* Point labeling dataset excerpts
————————

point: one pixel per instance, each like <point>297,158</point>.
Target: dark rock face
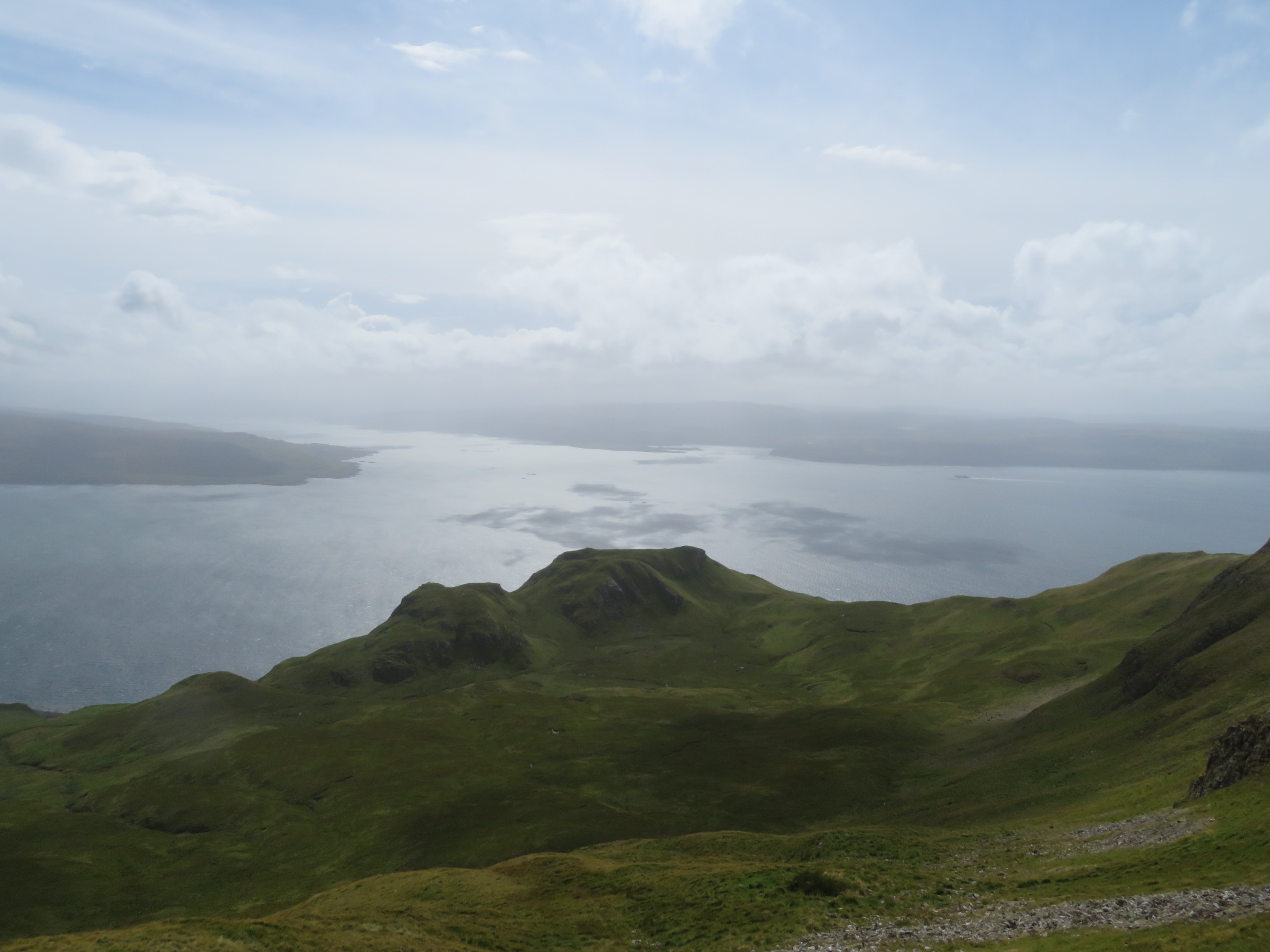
<point>1235,599</point>
<point>1242,751</point>
<point>629,584</point>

————————

* What to work on
Reproduce every line of the data above, leaving the picture out of your answer.

* Written answer
point: one pixel per instance, each like <point>297,158</point>.
Target: dark rock face
<point>1235,599</point>
<point>1242,751</point>
<point>629,584</point>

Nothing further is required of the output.